DATA PROVIDED
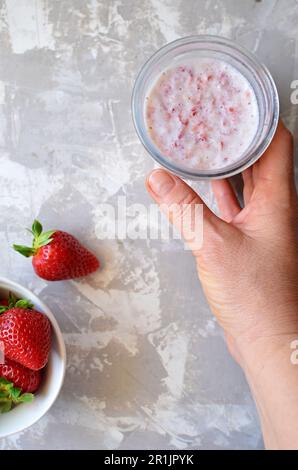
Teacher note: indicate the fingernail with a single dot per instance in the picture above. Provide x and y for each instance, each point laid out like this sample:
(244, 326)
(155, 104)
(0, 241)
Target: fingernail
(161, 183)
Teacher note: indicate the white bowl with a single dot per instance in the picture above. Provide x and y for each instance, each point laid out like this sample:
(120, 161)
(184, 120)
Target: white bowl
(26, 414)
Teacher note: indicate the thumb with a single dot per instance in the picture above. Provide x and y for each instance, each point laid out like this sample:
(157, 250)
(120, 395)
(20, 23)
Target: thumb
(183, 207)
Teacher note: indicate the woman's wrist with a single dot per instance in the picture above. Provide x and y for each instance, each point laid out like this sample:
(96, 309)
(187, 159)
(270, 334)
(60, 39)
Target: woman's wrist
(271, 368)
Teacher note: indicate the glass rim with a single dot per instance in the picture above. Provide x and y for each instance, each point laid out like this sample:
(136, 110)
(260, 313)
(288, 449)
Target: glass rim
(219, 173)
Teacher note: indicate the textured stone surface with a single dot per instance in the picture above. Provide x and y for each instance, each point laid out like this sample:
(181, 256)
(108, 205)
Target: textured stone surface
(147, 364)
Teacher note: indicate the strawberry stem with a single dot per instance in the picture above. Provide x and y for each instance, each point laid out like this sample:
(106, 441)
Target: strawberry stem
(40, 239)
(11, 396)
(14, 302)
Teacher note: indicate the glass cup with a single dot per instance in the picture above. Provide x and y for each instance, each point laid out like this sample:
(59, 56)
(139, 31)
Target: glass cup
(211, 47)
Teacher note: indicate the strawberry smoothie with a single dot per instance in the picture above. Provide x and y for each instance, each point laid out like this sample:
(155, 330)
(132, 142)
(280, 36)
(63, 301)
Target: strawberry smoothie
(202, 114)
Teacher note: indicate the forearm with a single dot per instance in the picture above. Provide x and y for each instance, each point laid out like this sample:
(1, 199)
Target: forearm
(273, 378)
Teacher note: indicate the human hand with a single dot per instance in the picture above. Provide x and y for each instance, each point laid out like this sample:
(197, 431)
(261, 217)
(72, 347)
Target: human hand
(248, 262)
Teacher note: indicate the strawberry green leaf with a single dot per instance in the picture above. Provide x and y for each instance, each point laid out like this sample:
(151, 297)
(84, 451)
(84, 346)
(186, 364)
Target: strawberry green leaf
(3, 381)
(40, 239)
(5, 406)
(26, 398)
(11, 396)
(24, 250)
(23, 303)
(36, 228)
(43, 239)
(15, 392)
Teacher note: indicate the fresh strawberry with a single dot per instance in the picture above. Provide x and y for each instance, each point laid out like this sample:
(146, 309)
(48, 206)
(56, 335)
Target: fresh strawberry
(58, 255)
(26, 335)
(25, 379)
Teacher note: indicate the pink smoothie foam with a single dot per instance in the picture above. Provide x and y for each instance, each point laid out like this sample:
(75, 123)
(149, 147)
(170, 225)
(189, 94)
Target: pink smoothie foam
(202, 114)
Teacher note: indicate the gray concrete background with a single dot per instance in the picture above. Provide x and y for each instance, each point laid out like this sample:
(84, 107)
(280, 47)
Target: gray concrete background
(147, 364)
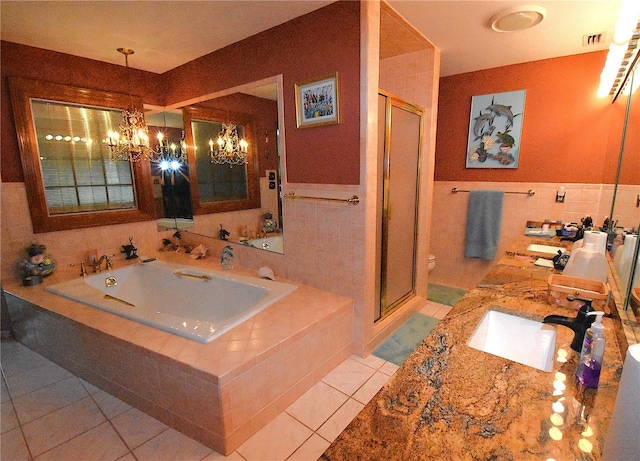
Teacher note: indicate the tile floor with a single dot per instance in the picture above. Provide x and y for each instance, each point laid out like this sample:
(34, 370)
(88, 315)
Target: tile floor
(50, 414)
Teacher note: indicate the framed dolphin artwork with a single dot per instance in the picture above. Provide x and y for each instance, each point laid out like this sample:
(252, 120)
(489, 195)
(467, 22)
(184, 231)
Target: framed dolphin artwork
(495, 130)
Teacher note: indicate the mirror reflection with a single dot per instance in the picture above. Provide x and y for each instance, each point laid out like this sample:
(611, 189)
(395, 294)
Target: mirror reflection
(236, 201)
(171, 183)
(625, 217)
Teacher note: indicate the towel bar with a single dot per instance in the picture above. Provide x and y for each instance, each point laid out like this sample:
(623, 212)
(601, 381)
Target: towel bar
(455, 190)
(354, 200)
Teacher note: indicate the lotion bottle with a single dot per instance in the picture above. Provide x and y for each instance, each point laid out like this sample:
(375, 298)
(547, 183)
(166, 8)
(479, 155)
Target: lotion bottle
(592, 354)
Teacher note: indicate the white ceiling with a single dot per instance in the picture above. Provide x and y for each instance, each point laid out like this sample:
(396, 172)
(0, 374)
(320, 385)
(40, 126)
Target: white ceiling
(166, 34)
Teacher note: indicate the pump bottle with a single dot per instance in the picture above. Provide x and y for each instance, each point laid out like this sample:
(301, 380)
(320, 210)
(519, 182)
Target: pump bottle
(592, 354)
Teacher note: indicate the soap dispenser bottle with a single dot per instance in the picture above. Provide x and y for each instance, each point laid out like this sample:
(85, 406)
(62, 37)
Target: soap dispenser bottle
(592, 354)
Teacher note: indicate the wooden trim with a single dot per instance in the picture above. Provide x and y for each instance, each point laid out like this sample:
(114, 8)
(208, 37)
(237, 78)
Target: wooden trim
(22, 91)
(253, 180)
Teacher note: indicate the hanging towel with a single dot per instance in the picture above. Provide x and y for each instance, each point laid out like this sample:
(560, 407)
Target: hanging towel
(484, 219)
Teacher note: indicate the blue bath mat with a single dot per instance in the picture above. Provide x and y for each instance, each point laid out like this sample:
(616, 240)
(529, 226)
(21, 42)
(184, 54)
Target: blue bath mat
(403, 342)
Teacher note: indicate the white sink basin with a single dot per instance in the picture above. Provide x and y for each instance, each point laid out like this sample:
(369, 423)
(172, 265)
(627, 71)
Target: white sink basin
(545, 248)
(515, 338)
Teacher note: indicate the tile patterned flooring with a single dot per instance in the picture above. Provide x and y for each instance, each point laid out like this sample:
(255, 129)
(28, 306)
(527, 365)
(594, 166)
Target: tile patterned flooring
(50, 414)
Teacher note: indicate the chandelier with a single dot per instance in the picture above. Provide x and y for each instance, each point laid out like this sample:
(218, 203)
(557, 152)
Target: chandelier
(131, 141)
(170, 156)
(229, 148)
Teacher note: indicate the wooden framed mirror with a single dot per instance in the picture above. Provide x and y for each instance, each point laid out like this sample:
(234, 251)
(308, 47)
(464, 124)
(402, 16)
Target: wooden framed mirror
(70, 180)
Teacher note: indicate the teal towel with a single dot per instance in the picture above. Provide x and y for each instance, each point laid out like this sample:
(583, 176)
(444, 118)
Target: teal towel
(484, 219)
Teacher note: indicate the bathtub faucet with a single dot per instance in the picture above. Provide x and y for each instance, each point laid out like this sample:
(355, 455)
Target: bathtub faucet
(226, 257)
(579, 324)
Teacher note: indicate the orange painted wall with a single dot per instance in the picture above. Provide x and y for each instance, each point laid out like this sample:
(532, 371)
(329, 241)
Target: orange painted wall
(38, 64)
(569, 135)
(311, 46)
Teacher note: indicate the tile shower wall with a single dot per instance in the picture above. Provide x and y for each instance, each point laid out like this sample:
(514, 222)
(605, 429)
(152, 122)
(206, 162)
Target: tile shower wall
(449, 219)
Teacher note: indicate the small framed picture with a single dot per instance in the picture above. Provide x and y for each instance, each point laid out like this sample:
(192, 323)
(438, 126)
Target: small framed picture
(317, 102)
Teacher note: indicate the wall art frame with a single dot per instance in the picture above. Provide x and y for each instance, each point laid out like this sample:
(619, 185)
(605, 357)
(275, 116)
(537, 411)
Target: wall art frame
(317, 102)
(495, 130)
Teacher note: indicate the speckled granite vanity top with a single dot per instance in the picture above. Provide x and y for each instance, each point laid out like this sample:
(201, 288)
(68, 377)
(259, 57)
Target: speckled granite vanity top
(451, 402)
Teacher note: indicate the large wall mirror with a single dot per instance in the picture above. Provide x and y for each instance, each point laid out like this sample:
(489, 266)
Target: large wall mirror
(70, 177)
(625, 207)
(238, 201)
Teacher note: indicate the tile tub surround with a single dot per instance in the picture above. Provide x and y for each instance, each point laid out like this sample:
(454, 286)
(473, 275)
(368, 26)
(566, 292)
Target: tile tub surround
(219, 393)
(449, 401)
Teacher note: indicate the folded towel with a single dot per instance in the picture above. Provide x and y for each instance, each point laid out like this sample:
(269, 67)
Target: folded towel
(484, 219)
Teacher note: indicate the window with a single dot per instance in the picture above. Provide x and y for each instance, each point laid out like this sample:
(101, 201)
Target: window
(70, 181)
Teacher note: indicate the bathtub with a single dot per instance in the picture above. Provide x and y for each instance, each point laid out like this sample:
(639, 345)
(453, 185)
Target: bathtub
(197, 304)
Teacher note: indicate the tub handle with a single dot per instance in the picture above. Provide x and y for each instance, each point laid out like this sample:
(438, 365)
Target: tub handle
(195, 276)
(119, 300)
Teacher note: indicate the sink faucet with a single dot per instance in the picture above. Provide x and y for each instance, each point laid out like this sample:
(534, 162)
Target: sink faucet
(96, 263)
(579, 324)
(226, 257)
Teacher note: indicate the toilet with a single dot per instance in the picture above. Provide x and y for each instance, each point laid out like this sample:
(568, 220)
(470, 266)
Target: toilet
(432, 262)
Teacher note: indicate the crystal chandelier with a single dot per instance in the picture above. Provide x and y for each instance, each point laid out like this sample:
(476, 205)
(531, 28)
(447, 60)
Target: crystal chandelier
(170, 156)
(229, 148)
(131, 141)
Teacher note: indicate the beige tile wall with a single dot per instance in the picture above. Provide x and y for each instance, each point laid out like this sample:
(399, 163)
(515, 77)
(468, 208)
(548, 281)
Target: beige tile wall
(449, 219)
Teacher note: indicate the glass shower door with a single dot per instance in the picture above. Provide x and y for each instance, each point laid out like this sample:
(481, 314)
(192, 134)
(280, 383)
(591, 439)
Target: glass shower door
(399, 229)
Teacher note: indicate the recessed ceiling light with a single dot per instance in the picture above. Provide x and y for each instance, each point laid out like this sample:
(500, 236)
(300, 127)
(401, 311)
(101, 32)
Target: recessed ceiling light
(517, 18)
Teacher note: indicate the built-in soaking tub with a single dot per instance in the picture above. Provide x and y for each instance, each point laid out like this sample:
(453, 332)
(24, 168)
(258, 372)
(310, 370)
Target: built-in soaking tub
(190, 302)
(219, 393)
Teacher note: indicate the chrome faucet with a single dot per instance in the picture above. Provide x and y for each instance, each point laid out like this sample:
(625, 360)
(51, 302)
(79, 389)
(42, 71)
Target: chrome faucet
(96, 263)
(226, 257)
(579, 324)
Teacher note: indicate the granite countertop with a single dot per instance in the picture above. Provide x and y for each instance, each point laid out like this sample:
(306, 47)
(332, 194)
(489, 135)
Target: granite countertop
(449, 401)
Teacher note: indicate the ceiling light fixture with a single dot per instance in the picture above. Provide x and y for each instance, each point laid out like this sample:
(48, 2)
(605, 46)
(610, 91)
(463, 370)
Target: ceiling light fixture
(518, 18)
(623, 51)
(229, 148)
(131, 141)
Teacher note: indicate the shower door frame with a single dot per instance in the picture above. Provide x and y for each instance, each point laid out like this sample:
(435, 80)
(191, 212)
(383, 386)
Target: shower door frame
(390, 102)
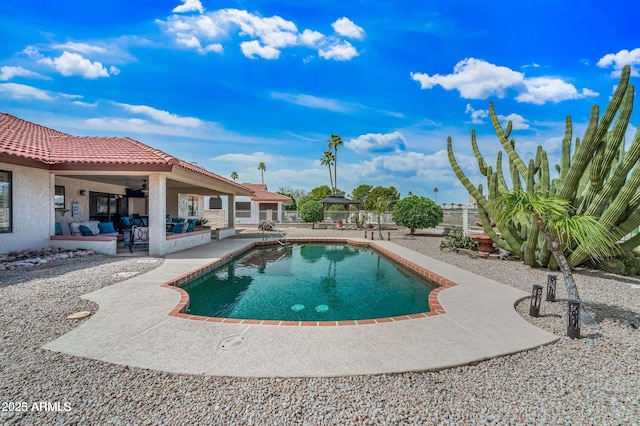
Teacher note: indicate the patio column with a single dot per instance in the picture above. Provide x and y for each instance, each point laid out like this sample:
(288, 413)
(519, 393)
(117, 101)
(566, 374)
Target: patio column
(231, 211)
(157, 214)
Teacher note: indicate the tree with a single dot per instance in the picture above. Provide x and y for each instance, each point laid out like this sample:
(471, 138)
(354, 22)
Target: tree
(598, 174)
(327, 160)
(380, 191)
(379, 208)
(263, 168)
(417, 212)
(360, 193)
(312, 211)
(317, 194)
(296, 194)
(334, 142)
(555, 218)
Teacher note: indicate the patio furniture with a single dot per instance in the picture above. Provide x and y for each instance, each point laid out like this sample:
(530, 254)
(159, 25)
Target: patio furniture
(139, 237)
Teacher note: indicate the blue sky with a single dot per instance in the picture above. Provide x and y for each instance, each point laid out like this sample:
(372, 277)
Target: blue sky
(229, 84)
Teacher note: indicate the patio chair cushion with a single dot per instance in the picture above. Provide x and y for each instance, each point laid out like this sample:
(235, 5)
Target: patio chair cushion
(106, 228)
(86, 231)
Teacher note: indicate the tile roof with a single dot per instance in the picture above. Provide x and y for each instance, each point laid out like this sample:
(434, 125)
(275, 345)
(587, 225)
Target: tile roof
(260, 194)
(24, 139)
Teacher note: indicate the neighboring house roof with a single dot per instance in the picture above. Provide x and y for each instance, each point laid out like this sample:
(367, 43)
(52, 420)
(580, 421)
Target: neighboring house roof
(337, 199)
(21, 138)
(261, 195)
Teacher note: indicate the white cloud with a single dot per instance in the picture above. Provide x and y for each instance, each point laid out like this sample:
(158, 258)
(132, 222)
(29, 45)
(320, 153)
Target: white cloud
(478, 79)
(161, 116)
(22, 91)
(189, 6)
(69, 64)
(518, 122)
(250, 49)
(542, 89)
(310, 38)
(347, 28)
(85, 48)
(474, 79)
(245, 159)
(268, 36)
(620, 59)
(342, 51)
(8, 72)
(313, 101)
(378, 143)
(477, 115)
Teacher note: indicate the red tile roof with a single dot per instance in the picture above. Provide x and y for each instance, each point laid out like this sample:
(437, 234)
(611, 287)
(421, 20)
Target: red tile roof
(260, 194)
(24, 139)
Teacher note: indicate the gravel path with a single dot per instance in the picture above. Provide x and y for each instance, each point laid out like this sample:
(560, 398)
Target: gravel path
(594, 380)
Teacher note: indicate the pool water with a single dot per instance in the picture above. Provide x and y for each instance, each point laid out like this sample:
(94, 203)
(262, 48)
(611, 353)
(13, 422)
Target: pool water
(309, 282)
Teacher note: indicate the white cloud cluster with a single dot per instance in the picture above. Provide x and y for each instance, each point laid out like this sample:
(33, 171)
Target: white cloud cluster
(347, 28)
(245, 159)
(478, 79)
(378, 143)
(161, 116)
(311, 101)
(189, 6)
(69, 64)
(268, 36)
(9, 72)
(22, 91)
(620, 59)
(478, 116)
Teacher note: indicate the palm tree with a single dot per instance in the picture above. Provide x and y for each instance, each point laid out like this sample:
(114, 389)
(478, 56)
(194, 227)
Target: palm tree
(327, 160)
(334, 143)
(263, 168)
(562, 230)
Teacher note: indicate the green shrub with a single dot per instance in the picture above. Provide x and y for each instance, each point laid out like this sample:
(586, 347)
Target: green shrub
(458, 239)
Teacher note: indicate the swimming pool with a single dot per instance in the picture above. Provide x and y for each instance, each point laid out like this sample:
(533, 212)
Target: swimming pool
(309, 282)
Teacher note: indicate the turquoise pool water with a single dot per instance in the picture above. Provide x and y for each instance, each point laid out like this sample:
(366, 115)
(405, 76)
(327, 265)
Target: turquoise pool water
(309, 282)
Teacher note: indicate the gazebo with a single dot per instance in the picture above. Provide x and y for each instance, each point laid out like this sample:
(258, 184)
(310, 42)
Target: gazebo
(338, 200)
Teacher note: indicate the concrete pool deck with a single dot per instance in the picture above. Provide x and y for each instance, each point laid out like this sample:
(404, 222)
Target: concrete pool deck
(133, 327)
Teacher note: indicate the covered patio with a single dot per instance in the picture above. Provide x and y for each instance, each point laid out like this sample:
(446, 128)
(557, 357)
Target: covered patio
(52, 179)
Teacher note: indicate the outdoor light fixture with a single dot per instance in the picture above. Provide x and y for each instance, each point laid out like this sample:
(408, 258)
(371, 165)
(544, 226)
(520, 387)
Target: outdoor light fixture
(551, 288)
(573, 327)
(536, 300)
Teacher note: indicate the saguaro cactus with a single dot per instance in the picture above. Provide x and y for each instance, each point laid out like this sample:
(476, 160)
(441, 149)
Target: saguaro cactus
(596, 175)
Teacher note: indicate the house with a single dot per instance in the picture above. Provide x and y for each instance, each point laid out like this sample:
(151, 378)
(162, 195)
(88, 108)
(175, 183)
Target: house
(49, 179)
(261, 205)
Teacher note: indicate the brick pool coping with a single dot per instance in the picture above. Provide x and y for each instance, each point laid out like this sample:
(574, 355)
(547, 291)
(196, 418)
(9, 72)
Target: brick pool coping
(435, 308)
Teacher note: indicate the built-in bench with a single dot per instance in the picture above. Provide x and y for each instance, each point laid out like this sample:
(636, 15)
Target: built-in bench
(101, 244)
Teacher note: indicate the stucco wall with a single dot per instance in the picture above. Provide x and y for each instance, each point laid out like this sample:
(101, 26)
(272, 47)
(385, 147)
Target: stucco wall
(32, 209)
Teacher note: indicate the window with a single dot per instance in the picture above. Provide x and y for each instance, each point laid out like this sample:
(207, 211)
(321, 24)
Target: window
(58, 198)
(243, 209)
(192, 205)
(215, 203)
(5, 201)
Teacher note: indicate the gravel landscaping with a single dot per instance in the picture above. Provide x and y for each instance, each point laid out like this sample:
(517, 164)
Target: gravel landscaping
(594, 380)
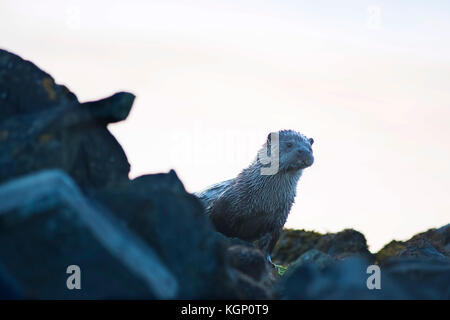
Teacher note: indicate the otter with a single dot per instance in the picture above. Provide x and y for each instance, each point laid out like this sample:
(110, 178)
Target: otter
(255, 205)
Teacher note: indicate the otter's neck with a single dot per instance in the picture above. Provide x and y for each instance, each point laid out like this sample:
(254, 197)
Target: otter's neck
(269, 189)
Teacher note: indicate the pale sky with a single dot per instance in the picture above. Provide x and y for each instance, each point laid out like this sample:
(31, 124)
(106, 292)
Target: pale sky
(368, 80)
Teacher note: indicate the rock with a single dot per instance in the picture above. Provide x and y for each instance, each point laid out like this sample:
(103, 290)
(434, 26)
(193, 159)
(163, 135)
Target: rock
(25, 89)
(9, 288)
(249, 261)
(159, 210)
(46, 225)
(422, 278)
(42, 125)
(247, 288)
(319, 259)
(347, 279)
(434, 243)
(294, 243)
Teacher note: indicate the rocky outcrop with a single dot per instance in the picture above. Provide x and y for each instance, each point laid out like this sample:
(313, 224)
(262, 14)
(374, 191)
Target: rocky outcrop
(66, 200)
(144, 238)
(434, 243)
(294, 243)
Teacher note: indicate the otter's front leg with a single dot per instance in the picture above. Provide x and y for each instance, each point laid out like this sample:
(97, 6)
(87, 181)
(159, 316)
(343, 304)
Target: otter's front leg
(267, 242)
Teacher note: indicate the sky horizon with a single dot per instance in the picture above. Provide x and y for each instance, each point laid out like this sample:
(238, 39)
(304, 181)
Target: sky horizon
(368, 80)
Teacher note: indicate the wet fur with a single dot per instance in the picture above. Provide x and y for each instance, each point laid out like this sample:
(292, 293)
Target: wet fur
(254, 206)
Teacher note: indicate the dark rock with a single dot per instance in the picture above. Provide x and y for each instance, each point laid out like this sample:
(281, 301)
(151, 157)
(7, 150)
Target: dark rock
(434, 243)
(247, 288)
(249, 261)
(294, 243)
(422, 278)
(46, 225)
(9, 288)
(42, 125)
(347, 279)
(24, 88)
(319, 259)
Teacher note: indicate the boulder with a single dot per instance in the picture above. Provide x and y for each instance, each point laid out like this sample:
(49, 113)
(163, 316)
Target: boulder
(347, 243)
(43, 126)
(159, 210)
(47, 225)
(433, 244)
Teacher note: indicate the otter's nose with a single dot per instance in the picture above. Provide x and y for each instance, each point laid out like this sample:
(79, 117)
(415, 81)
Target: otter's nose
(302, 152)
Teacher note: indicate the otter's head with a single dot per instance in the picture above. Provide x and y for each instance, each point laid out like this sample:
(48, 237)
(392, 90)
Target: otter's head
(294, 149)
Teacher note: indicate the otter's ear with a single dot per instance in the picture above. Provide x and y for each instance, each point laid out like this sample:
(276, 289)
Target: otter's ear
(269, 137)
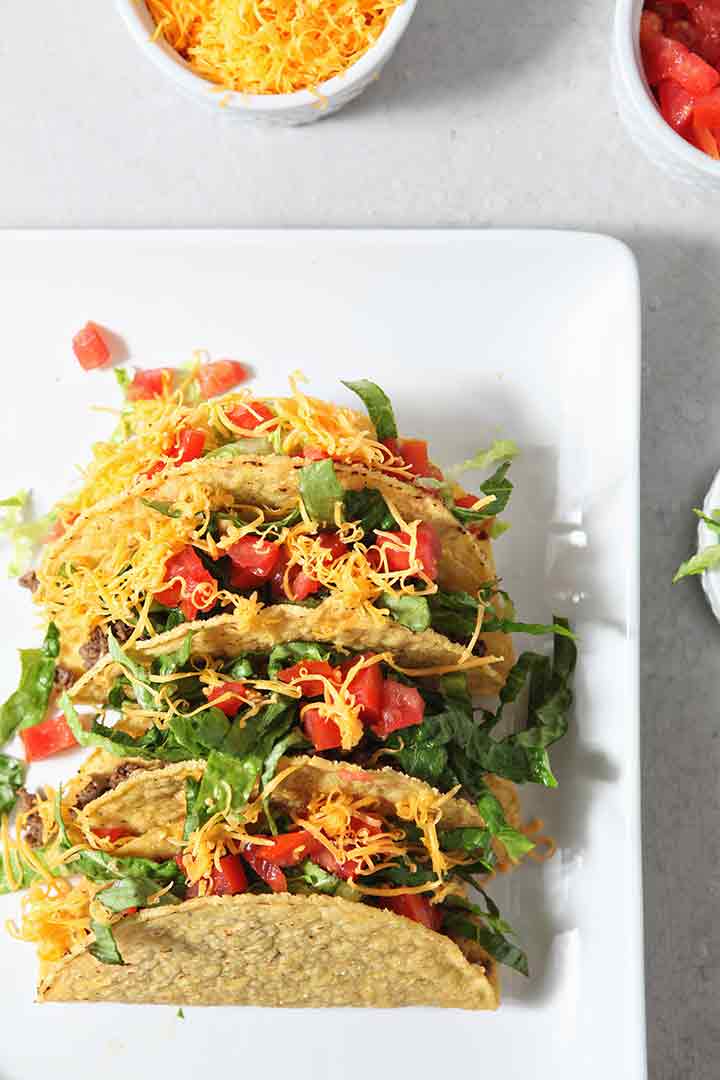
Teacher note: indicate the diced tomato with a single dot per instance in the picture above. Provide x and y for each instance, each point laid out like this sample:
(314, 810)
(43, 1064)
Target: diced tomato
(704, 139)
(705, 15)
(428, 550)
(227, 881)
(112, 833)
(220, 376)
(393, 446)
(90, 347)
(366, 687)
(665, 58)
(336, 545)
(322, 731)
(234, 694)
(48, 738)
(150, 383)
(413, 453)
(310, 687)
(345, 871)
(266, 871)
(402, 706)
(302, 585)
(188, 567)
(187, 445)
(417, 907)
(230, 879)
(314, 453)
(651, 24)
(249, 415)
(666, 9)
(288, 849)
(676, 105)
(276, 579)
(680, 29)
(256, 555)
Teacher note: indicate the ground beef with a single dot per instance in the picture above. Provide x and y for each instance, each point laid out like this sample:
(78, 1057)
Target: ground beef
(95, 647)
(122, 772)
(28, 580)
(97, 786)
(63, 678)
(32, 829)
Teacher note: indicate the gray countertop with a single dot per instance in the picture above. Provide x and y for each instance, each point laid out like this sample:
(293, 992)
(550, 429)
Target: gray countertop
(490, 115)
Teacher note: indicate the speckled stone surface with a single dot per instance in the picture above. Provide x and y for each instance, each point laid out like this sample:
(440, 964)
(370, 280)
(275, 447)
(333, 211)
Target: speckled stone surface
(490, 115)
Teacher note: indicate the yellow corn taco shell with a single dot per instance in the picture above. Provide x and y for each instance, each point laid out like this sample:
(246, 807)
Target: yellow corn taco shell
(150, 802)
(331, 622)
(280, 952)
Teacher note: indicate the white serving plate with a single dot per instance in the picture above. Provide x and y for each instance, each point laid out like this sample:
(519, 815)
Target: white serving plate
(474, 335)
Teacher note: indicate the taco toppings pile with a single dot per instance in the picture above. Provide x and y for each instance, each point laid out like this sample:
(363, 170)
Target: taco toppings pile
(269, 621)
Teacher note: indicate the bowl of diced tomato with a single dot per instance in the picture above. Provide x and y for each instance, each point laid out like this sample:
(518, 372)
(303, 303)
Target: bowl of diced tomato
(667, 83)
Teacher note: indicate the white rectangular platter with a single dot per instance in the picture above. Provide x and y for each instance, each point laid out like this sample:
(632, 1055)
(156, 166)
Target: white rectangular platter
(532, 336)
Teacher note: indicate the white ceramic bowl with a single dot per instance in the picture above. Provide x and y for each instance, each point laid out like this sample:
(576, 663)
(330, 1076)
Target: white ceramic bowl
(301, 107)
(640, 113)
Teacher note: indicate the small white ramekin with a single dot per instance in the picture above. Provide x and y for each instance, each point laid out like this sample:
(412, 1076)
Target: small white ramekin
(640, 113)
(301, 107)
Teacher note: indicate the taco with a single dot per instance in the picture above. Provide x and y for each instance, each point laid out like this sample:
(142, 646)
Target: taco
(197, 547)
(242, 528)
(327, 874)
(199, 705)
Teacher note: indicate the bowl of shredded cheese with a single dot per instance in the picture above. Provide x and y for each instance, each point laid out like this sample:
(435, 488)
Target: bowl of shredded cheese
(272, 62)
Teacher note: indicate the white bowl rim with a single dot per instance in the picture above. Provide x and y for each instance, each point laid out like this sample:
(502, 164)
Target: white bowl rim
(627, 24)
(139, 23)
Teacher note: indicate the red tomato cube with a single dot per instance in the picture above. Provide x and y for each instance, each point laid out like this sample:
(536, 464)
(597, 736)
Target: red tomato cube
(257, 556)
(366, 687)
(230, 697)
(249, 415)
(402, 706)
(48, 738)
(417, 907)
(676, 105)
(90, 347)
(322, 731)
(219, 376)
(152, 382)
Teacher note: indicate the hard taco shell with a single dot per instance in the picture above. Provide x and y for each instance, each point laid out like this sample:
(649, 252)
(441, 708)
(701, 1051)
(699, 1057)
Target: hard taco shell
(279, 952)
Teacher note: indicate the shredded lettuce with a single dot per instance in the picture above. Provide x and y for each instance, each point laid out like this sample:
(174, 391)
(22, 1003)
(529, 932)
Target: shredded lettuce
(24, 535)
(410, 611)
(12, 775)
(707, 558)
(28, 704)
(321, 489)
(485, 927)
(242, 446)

HOW TO COMPLETE THIS TASK
The answer is the lines above between the line holding "Teacher note: indicate the yellow" and the line holding "(412, 1076)", inclusive, each written out exactly, and no others.

RESULT FOR THIS EXERCISE
Teacher note: indicate the yellow corn taco shell with a single dot per instance in the picture above. Provide x and y for each instance, each point laid out like this sample:
(246, 807)
Target: yellow corn taco shell
(150, 802)
(331, 622)
(280, 952)
Teacher note: indicate the white serving plate with a single dot per instance in the picture above. Provide x and y for each instance, each point laid out like this sample:
(519, 815)
Target: white serving plate
(474, 335)
Teacher note: indicate the taco toppings pile with a single dot per instance in the picture above. Provide x and y for each instance, each point laid out like this sample:
(363, 170)
Target: taco toppings pile
(269, 621)
Teacher note: indicate the bowl of diced tomato with a single dot per instance in the picture above. Provide x and y for each instance, each point laid out like this sample:
(518, 372)
(303, 303)
Target: bowl of diced tomato
(667, 83)
Teacher note: indicate the white rectangular platter with a single dot per instance in the picture above. Provide x and y for each instance, each point laid out like this sample:
(632, 1055)
(156, 166)
Target: white rectangular platter
(532, 336)
Teacher note: indicate the white ceramic bowl with a single dot per instance in the picture above. Provide x and y for each instance, each point laid out like this sample:
(576, 663)
(330, 1076)
Target: white ceramic bowl
(301, 107)
(640, 113)
Teacher note: indicate the small white ramekin with a single dot per instance in the picture above. Provide x and y for each instance, each point laid out like this sample:
(412, 1076)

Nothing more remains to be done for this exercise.